- [WORK INSTRUCTIONS] Rewrite the lines starting with the line that contains "The document is" and going on through the line that contains "positive clicks: (664, 381)", replacing "rough" with "coarse" and leaving everything else unchanged.

- [INFORMATION SHOWN]
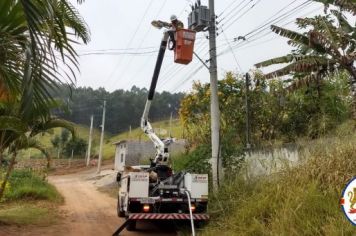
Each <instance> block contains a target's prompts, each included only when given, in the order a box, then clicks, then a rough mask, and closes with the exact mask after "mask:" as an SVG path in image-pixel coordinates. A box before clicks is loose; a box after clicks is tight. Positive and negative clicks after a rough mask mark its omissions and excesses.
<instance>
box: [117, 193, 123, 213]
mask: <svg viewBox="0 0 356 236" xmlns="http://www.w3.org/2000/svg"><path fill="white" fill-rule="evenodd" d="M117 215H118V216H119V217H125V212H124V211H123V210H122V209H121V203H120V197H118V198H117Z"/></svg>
...
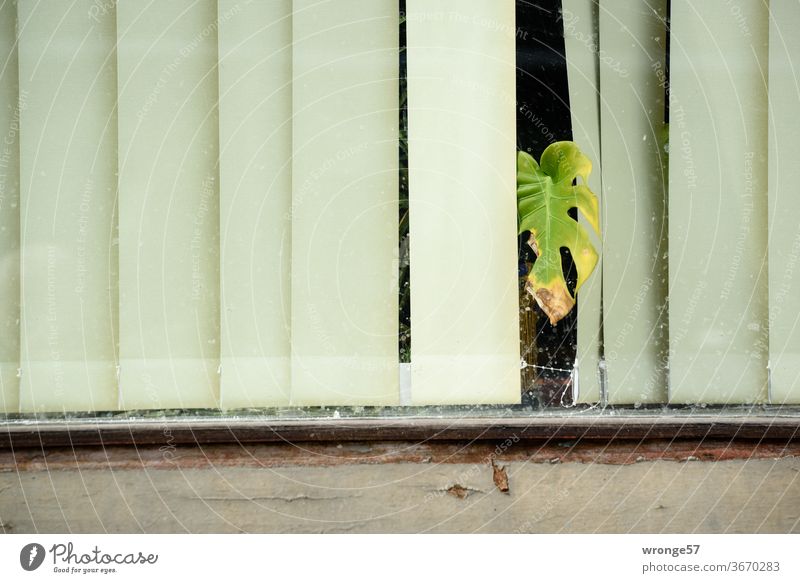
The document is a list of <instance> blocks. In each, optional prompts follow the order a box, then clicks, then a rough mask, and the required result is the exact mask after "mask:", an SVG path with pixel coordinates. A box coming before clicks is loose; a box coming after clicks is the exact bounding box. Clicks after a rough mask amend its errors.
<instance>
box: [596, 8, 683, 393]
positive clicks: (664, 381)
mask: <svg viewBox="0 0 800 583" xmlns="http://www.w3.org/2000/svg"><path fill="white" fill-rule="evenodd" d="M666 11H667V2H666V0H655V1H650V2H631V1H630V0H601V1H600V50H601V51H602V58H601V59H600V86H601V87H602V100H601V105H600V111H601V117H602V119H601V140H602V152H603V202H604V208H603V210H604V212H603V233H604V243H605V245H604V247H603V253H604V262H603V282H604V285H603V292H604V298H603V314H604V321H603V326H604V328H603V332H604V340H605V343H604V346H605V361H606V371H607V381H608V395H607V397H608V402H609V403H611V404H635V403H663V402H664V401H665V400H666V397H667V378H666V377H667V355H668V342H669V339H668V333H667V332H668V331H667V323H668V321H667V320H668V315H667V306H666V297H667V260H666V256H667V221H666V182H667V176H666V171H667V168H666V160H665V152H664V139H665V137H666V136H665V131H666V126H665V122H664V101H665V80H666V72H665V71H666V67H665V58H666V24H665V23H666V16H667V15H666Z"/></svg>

- [TASK OUTPUT]
The document is a list of <instance> blocks. In each, optional prompts follow the order a box, then clicks, then a coarse mask, and the required result is the exact mask after "mask:", an SVG path with pixel coordinates. A box coming before clicks is loose; a box coming after clicks is the exact bounding box. Clicks after a coarse mask amend its errors.
<instance>
box: [596, 8, 683, 393]
positive clicks: (664, 381)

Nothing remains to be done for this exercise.